• [Objective]: What do the lines from the one containing "the white window" through the end of the entries say? Quote them exactly, and only them.

• [Task material]:
※

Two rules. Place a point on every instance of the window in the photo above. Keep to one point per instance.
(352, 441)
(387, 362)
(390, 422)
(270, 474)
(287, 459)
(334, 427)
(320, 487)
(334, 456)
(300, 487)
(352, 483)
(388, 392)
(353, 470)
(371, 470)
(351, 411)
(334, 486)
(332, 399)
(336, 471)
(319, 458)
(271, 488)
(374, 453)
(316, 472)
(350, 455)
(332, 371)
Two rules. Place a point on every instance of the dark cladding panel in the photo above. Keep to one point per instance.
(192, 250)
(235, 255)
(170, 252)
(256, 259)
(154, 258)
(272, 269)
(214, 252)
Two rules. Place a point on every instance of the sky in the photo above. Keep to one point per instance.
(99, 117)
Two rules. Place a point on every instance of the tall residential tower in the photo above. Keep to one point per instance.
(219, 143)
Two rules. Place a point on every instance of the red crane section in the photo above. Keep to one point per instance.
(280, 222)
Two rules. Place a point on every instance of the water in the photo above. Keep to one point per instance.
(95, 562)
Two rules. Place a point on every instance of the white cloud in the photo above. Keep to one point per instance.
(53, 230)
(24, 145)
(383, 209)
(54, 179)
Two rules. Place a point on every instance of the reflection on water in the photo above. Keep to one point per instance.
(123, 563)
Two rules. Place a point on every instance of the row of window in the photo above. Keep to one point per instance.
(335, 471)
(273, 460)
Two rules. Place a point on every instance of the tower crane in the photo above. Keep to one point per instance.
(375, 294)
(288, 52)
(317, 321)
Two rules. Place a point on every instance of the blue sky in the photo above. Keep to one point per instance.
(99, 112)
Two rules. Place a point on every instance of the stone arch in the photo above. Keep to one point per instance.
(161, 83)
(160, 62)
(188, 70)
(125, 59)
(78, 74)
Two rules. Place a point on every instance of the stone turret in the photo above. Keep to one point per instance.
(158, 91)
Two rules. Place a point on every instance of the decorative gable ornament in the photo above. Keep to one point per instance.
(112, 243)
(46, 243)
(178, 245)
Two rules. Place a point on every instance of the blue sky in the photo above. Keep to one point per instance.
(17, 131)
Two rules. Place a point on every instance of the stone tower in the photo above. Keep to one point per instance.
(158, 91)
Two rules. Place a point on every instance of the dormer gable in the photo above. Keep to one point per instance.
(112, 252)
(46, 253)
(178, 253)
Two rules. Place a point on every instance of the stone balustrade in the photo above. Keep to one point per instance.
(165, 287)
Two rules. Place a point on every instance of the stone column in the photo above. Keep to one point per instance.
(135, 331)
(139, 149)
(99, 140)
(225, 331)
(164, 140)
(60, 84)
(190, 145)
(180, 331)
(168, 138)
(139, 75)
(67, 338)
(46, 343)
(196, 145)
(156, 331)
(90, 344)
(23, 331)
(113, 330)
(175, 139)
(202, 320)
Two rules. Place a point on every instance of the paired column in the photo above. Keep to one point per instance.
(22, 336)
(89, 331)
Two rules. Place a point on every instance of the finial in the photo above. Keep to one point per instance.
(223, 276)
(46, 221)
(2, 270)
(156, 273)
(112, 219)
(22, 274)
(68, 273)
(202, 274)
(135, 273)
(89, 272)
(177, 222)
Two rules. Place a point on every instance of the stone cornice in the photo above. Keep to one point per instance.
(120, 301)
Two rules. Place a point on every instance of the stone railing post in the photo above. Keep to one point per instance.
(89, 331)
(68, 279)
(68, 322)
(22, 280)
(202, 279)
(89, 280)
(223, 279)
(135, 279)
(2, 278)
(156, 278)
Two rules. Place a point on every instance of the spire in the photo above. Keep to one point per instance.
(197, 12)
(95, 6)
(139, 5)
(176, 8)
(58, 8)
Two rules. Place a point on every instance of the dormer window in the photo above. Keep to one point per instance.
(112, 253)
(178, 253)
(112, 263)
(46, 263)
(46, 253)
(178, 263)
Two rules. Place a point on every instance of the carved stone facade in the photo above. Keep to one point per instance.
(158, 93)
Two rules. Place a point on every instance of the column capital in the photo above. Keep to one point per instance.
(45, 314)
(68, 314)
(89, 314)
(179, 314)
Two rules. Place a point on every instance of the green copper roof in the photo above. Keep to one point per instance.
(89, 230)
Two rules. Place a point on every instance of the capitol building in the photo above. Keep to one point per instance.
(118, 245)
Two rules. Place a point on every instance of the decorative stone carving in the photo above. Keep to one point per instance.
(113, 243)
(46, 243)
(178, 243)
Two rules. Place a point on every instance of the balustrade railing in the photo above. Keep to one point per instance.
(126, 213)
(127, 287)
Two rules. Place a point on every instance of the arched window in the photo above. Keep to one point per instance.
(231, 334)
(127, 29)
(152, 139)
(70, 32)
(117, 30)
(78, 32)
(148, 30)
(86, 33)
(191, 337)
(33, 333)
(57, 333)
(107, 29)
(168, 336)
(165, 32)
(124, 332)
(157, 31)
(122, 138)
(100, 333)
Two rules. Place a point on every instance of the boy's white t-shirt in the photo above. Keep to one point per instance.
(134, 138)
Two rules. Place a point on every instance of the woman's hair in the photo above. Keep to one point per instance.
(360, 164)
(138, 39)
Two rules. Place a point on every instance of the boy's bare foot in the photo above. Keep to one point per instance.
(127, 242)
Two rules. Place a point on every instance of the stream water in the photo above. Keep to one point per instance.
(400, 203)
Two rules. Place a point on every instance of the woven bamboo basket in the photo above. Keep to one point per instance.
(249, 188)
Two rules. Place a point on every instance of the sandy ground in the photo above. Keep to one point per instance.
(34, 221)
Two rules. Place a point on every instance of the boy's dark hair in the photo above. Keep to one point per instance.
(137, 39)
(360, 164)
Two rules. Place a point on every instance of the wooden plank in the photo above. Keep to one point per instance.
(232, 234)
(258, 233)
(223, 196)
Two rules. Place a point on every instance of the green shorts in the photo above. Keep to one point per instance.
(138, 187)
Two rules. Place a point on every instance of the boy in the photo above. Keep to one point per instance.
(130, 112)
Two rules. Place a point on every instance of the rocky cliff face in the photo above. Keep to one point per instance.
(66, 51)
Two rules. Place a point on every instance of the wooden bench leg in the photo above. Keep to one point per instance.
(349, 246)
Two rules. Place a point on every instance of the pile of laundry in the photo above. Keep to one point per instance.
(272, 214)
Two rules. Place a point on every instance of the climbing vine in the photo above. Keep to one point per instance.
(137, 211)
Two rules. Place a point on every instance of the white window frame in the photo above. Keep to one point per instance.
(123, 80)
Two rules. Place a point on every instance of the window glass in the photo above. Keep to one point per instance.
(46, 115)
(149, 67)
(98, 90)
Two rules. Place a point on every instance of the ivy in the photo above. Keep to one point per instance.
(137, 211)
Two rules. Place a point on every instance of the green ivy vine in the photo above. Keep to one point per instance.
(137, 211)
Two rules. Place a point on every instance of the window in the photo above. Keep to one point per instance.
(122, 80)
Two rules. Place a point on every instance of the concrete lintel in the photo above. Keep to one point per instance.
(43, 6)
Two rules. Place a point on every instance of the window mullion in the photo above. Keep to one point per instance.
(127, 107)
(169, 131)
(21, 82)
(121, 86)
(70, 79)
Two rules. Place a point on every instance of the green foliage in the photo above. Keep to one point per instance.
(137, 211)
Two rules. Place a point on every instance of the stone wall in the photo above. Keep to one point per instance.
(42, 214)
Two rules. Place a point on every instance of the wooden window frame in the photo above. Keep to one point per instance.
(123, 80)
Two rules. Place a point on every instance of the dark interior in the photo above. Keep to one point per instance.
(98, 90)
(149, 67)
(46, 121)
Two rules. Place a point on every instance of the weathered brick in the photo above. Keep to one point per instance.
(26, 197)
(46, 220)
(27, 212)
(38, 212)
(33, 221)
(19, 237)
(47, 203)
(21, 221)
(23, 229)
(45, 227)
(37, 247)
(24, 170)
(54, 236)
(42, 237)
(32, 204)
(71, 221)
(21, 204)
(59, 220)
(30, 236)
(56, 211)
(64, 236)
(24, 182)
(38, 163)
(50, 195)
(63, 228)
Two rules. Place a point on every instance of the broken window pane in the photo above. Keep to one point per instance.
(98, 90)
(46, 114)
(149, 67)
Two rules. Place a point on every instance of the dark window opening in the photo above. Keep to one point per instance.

※

• [Reply]:
Two rules. Place a point on every instance of the white window frame in the photo above. Keep to one point per instance.
(123, 80)
Two rules. Place a point on every instance of the window glass in the photo above. Keep to one point per instance.
(46, 115)
(149, 67)
(98, 90)
Two rules. Place a point on every instance of the ivy in the photo above. Keep to one point per instance.
(137, 211)
Two rules. Place a point on every instance of the green ivy vine in the photo above. Keep to one point per instance.
(137, 211)
Two rules. Place a point on every instance of the window in the photo above. Keep to one point per instance.
(122, 80)
Two rules. Place a point on every instance of the concrete lintel in the photo above. Keep to one point per instance.
(43, 6)
Two rules. Place a point on every instance of the window mullion in the photo above. Keep to one point per instance.
(127, 107)
(169, 131)
(21, 82)
(121, 86)
(70, 79)
Two rules. Place a point on every instance of the green foliage in the photo above. Keep to one point per instance.
(137, 211)
Two rules. Place a point on every instance of the stone wall in the photo above. Keep to one point per instance.
(42, 214)
Two rules. Place a point on every instance of the wooden window frame in the photo above. Keep to one point per instance.
(123, 80)
Two rules. Place a point on every instance of the dark interior in the photo above. Keep to one point per instance.
(98, 90)
(149, 67)
(46, 121)
Two rules. Place a point on every instance of the weathered brick in the photo above. Keep to one point per instance.
(26, 197)
(46, 220)
(27, 212)
(38, 212)
(33, 221)
(19, 237)
(47, 203)
(21, 221)
(23, 229)
(45, 227)
(37, 247)
(24, 170)
(54, 236)
(42, 237)
(32, 204)
(71, 221)
(21, 204)
(59, 220)
(30, 236)
(56, 211)
(64, 236)
(24, 182)
(38, 163)
(50, 195)
(63, 228)
Two rules. Place a point on every instance of the broken window pane in the photo above. Keep to one point per instance.
(98, 90)
(46, 114)
(149, 67)
Two rules. Place a point on every instance of the dark window opening in the photo above. Keep to one point per instance.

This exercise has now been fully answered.